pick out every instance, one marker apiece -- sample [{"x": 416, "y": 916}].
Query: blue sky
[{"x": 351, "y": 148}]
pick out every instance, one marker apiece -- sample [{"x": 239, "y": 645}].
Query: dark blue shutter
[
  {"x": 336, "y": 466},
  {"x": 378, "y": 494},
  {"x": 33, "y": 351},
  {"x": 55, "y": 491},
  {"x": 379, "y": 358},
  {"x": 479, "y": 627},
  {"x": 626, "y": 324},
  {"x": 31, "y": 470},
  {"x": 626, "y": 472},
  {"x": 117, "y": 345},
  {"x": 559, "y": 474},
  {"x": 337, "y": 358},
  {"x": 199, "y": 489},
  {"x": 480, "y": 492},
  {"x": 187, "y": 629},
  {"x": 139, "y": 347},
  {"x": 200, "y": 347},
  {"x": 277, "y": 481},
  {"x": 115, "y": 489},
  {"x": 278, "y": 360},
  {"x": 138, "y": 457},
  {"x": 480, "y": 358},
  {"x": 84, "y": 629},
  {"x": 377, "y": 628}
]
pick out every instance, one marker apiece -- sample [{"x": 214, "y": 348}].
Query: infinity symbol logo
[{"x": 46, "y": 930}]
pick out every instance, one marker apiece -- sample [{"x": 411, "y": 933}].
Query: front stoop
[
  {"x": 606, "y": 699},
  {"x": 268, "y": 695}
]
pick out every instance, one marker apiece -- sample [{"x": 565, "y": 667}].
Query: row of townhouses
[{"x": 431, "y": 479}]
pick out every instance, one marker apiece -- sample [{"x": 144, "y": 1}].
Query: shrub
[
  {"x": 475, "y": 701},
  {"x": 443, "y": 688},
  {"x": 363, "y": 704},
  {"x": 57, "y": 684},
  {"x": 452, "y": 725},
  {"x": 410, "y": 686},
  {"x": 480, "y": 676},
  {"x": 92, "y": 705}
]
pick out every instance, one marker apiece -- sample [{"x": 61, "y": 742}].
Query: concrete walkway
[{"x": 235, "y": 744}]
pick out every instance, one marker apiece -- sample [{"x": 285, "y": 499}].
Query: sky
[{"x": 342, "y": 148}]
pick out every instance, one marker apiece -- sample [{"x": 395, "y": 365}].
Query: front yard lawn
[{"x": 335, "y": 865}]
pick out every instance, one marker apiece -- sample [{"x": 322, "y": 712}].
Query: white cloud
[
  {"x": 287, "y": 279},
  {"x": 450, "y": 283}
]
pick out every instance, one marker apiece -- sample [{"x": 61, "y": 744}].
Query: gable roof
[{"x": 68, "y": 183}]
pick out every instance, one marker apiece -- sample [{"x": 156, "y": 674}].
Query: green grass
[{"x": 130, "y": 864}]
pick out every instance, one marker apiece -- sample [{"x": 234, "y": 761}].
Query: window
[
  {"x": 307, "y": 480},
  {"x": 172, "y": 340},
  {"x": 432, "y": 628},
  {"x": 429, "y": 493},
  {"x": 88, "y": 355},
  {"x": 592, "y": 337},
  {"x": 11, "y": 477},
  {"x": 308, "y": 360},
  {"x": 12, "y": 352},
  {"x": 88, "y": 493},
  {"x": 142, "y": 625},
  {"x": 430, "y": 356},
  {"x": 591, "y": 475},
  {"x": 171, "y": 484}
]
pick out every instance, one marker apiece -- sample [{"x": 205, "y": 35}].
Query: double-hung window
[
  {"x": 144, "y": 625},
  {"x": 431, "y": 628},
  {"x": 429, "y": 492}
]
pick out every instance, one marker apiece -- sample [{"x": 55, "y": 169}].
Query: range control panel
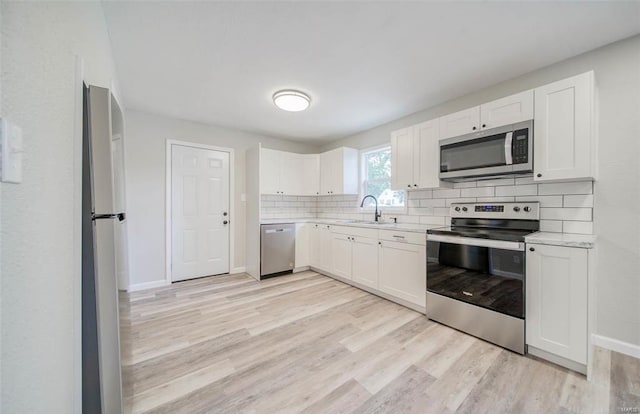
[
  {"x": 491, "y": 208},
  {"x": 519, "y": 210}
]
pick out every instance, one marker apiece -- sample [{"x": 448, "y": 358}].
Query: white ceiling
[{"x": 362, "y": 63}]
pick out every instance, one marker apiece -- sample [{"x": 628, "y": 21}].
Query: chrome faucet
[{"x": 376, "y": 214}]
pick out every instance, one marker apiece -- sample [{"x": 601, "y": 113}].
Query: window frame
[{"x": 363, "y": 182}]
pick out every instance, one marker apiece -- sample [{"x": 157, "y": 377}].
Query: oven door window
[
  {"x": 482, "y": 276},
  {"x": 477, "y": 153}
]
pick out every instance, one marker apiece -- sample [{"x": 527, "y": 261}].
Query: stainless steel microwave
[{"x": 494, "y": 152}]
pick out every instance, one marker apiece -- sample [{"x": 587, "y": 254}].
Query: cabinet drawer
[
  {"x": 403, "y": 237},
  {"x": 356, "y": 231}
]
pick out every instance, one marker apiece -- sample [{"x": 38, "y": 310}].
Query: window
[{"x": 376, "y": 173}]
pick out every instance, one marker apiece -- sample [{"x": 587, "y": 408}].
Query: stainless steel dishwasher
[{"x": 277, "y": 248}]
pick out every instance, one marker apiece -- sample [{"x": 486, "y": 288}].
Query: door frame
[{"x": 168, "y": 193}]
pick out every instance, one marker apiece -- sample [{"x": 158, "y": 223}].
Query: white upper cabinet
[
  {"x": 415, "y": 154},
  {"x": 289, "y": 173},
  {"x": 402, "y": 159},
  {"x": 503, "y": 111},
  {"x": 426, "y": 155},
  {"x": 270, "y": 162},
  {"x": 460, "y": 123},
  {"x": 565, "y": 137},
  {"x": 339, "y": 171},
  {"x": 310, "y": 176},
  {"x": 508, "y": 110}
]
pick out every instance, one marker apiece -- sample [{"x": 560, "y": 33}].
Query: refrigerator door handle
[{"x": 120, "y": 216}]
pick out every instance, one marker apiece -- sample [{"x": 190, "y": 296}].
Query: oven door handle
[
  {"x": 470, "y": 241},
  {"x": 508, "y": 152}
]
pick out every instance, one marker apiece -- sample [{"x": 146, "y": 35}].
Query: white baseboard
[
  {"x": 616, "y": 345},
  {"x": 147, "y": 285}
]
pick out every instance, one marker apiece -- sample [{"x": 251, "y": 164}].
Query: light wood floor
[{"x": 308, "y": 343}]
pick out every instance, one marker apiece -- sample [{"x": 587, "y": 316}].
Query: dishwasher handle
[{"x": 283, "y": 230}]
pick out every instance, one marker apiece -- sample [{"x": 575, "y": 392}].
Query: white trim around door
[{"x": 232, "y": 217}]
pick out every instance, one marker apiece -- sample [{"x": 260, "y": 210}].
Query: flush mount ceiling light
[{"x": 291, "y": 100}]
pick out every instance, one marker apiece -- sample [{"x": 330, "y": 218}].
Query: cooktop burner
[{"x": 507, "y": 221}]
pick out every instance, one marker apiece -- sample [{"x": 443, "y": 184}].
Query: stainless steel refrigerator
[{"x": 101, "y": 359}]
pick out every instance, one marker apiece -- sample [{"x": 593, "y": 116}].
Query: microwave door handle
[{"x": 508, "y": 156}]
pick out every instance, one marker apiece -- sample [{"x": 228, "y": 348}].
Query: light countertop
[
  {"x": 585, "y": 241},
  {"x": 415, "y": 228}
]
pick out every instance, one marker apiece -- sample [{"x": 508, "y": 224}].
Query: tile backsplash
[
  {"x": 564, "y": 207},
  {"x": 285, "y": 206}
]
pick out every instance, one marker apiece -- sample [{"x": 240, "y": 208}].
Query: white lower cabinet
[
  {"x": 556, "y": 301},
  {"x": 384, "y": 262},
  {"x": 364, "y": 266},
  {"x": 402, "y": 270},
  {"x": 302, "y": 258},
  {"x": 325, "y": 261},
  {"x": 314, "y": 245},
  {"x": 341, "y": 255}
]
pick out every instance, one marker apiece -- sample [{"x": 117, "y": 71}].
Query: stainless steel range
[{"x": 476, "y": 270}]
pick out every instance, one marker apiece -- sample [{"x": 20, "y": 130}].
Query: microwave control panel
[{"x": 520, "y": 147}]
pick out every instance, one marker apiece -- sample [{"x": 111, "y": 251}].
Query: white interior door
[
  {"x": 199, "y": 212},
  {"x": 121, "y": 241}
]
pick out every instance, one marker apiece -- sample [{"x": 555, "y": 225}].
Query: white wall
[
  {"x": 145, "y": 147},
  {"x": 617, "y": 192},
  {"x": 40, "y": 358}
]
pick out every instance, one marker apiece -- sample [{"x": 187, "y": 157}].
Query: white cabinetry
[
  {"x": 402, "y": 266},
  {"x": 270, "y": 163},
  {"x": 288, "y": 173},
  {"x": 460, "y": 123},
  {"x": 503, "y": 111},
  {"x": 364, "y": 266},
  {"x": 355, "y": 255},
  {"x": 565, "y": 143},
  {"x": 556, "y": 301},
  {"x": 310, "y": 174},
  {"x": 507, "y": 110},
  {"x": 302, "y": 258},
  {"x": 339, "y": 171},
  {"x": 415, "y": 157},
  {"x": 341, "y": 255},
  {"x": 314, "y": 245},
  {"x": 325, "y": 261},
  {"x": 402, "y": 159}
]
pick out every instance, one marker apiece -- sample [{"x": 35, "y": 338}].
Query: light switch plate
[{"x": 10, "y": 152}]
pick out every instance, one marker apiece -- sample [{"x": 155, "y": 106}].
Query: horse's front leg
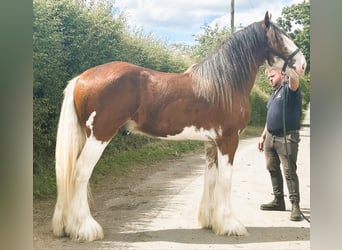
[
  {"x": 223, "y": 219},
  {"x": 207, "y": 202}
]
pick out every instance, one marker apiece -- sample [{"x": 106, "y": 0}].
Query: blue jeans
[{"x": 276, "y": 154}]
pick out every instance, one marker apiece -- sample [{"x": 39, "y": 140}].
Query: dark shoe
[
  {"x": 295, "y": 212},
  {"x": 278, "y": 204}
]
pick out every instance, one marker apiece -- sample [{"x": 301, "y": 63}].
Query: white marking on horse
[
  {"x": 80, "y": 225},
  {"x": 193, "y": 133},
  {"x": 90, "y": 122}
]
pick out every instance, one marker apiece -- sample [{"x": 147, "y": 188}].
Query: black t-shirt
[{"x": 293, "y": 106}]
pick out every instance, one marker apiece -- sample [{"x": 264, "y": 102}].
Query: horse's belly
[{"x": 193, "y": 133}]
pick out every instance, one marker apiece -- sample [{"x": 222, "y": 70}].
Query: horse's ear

● TASK STATEMENT:
Starting with the line that contains "Query: white marking on horse", return every line through the last one of the records, exactly as written.

● TASK SOLUTION:
Query: white marking on horse
[
  {"x": 80, "y": 225},
  {"x": 193, "y": 133},
  {"x": 90, "y": 122}
]
pick out every instance, one marker apiece -- sample [{"x": 147, "y": 188}].
Query: black t-shirt
[{"x": 293, "y": 106}]
pick out every instance, one marker apiece -- sample [{"x": 264, "y": 102}].
Query: horse's belly
[{"x": 193, "y": 133}]
pick out every instance, one marker apiece -- sample [{"x": 222, "y": 70}].
Query: horse's ear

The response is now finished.